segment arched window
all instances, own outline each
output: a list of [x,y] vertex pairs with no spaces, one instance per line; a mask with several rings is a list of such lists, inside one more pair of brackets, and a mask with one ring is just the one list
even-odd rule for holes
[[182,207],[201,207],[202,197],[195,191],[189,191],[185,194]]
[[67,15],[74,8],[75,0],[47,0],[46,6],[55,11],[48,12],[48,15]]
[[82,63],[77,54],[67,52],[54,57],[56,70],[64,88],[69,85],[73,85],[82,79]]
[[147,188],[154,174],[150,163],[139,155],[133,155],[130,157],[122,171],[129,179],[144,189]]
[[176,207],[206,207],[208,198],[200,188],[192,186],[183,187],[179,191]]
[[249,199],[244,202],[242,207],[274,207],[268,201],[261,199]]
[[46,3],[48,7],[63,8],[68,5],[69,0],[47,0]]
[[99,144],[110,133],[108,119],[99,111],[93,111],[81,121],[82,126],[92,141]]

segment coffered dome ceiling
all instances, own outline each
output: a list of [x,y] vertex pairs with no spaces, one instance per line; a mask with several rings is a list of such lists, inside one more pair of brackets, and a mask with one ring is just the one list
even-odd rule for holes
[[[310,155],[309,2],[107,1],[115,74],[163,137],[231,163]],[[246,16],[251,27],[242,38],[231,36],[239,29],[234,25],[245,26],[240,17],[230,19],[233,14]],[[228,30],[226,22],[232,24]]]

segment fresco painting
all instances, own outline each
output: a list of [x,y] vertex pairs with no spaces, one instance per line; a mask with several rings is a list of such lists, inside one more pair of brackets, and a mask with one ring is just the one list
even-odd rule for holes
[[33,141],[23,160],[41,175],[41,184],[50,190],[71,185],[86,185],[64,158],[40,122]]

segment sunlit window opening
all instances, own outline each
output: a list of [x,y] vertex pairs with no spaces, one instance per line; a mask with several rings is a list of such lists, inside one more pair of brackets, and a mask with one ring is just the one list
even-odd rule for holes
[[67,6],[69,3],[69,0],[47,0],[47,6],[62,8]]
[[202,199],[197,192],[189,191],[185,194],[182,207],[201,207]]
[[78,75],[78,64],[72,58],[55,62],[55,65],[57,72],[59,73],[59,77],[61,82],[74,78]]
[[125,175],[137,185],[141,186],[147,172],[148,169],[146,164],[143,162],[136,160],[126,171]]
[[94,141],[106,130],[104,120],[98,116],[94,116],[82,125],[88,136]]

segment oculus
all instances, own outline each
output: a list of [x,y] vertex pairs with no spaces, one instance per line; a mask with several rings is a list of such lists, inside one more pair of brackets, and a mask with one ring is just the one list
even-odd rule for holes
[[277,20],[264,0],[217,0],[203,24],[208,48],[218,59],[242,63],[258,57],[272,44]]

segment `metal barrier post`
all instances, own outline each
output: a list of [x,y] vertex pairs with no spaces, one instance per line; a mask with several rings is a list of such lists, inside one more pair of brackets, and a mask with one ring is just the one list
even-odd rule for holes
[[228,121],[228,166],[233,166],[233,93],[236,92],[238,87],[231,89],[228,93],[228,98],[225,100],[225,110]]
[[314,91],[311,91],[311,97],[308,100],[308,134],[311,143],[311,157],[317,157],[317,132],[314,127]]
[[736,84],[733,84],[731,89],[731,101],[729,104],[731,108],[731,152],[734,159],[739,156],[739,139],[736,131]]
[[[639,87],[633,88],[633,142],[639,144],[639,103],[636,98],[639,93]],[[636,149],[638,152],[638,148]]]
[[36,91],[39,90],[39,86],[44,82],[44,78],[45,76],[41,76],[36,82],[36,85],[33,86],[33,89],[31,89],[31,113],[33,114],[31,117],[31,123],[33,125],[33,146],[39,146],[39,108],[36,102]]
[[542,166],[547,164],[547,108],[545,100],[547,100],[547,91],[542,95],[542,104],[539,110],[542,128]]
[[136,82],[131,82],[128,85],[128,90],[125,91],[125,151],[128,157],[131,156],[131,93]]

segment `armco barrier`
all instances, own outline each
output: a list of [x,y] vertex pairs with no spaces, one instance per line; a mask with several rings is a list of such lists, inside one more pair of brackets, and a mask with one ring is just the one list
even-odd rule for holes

————

* Task statement: Rewrite the listing from its first line through the line holding "[[182,207],[201,207],[202,197],[195,191],[189,191],[185,194]]", inclusive, as a Markdown table with the columns Row and Line. Number each line and leave out blank lines.

* Solution for this task:
| Row | Line |
|---|---|
| 1 | segment arched window |
| 2 | all instances, own outline each |
| 3 | output: a list of [x,y] vertex pairs with no spaces, one instance per line; a mask with several rings is a list of such lists, inside one more pair of brackets, and a mask with one ring is just the one list |
| 4 | even-odd rule for holes |
| 5 | [[182,207],[201,207],[202,197],[195,191],[189,191],[185,194]] |